> [Teks yang Diekstrak]:
Fenomena Rojali dan Rohana kini menjadi refleksi lebih besar: tentang bagaimana masyarakat menyikapi cuaca ekstrem dan bagaimana dunia usaha harus beradaptasi.
Pematangsiantar|Simantab – Di siang yang menyengat di Kota Pematangsiantar, langkah-langkah kecil Nadira dan kedua anaknya menyusuri lantai dingin Suzuya Merdeka Mall. Bukan untuk berbelanja atau mencari diskon, tapi sekadar mencari sedikit kesejukan yang tidak mereka temukan di rumah.
“Kalau siang itu panas sekali, ya. Jadi daripada di rumah gerah, mending ke mal sebentar sama anak-anak. Cuma lihat-lihat saja kok, kadang kalau ada yang menarik baru dilirik-lirik,” ujarnya sambil tersenyum.

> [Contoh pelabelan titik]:

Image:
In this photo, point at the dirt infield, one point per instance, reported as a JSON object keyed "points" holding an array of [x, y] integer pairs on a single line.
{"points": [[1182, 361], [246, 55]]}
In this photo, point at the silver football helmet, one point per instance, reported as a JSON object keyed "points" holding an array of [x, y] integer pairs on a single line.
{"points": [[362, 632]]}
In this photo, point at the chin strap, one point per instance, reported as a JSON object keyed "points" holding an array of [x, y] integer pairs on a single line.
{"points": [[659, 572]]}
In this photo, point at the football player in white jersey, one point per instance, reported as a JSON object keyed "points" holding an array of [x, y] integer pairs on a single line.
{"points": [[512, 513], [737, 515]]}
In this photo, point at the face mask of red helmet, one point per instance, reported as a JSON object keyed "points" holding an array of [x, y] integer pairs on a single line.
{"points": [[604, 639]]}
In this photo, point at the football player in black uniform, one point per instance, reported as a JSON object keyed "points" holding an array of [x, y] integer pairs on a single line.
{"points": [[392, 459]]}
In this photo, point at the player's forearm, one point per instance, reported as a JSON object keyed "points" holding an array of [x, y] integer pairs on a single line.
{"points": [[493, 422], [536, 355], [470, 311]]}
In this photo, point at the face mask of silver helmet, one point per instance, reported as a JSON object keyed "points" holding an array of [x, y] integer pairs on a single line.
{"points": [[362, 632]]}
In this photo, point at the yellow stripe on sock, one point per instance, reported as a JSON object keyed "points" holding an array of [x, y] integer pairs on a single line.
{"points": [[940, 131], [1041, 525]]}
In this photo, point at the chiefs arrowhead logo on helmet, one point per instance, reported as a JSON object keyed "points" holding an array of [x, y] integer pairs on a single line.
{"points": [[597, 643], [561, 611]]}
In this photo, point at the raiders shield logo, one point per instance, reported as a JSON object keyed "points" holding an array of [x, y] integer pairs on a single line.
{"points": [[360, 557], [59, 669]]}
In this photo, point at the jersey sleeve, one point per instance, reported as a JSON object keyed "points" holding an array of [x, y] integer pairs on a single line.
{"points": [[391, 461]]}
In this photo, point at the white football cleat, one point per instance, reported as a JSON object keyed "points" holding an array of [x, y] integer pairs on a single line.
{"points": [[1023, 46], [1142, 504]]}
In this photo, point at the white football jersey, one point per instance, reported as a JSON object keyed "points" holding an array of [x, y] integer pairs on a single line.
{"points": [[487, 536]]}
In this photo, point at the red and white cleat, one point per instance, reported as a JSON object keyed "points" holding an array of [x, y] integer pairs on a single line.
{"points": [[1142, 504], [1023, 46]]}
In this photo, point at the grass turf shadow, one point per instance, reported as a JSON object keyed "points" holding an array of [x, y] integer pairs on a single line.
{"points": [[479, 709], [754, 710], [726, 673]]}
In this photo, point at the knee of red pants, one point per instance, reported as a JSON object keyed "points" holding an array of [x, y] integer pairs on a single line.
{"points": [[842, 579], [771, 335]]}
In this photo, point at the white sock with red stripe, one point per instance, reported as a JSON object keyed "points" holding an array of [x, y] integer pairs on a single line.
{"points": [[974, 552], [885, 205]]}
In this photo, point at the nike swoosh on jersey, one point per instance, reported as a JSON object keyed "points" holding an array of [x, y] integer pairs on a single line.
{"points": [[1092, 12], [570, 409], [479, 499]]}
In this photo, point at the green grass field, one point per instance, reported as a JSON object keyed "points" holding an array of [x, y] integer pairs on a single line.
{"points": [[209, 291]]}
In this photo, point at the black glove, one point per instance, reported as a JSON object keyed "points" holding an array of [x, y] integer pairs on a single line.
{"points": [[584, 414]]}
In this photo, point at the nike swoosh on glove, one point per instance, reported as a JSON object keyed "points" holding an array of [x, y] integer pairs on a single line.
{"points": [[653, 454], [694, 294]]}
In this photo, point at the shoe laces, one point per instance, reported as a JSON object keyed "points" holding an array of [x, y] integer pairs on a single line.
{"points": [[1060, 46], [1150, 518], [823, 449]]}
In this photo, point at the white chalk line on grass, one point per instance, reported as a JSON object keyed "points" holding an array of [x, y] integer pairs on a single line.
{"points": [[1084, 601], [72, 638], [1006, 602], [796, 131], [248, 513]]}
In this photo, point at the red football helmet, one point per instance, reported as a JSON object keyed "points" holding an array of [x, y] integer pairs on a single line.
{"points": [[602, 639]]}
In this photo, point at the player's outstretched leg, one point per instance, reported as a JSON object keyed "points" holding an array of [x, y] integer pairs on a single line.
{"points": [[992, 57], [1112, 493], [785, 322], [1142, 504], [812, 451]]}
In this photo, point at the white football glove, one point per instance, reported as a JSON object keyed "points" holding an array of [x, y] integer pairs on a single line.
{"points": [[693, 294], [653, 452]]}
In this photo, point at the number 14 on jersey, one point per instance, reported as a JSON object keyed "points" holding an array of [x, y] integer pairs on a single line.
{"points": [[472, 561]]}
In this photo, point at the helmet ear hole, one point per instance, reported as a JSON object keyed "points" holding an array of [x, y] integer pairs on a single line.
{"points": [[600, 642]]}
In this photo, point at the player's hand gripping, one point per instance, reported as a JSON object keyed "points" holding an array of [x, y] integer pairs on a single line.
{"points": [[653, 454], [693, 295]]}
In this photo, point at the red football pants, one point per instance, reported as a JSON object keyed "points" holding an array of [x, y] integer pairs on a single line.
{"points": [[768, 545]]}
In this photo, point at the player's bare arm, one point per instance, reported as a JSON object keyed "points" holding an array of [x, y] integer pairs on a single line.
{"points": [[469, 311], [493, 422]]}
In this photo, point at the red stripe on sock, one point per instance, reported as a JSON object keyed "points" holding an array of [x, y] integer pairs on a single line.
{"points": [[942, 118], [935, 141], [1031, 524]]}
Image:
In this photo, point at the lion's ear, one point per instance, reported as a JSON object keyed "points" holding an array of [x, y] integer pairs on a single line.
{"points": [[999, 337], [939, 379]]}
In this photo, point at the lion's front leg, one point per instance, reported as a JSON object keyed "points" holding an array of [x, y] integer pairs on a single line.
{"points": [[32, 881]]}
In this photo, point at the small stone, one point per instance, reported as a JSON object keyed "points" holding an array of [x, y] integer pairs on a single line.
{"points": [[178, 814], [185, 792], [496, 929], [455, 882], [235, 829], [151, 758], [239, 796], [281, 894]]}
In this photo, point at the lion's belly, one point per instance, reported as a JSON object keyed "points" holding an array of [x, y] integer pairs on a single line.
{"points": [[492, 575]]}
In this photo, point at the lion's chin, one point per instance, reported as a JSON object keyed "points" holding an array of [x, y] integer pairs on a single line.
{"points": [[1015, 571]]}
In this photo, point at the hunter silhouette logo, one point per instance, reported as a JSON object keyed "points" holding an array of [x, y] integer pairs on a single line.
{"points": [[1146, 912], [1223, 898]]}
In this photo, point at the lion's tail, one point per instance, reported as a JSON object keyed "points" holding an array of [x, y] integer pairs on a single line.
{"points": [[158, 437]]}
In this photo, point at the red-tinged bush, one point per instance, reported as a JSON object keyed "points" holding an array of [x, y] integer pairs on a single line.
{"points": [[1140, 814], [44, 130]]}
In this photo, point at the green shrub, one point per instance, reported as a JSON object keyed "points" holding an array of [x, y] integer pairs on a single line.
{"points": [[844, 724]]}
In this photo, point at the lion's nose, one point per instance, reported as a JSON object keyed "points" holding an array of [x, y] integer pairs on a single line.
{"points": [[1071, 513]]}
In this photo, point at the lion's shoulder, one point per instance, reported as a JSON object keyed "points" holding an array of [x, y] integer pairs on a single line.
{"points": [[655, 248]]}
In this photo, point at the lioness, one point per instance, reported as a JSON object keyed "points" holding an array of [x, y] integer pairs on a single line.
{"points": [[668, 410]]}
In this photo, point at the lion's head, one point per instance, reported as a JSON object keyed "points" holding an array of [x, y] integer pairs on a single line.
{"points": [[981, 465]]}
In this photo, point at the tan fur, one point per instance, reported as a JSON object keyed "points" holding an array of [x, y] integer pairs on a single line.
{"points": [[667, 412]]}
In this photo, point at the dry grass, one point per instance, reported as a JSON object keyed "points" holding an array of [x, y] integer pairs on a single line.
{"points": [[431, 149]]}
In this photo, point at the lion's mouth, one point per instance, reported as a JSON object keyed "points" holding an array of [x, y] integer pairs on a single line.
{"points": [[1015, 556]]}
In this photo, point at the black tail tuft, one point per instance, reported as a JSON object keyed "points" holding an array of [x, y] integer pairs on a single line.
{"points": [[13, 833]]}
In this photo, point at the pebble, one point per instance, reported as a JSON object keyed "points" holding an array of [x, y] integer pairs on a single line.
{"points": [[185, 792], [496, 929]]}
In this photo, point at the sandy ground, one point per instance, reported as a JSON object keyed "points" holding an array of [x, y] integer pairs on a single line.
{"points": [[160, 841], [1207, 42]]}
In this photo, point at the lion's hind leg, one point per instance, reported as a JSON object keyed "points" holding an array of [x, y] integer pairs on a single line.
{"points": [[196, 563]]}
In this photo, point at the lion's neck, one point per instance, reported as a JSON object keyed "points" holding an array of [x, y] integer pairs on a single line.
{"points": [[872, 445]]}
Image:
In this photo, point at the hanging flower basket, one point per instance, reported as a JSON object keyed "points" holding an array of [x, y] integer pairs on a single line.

> [Tugas yang Dikerjakan]:
1. Jawab pertanyaan berikut berdasarkan teks tentang fenomena Rojali dan Rohana:
(a) Menurut kalimat pembuka, fenomena Rojali dan Rohana menjadi refleksi tentang dua hal apa?
(b) Di mal mana Nadira dan kedua anaknya berjalan?
(c) Menurut Nadira, mengapa ia memilih ke mal pada siang hari?
2. Tulis lanjutan teks tentang fenomena Rojali dan Rohana, dimulai setelah kalimat terakhirnya.

> [Jawaban Tiap Tugas]:
1.
(a) Tentang bagaimana masyarakat menyikapi cuaca ekstrem dan bagaimana dunia usaha harus beradaptasi.
(b) Suzuya Merdeka Mall di Kota Pematangsiantar.
(c) Karena siang hari sangat panas dan rumah terasa gerah, sehingga ia lebih memilih ke mal sebentar bersama anak-anak.

2.
Fenomena ini bukan milik Nadira seorang. Banyak warga melakukan hal serupa, dan dari kebiasaan itulah lahir istilah “Rojali” (Rombongan Jarang Beli) dan “Rohana” (Rombongan Hanya Nanya). Sebuah ironi: pusat perbelanjaan ramai, namun transaksi lesu.
Pantauan Tim Simantab, beberapa mal dan supermarket di Pematangsiantar terlihat padat pengunjung terutama di siang hari. Tapi jika ditelisik lebih jauh, keramaian itu tidak selalu berarti keuntungan bagi pedagang.
Nadira, warga Kecamatan Siantar Martoba, mengakui kunjungannya ke mal lebih sebagai pelarian dari cuaca, bukan dorongan konsumsi. Mal baginya adalah tempat sejuk, aman, dan menyenangkan untuk anak-anak. Kadang mereka sekadar melihat mainan, mencoba kursi pijat gratis, atau hanya menikmati semangkuk es krim.
“Kita juga bisa bandingkan harga, lihat barang-barang terbaru, jadi tahu tren. Tapi beli itu urusan nanti, tergantung isi dompet juga,” tambahnya pelan.
Namun dari sisi lain, para pelaku usaha merasakan tantangan yang tidak ringan. Wintha Purba, manajer brand skincare Gently di Kota Pematangsiantar, mengungkapkan rasa khawatirnya terhadap tren pengunjung yang tinggi namun penjualan yang stagnan.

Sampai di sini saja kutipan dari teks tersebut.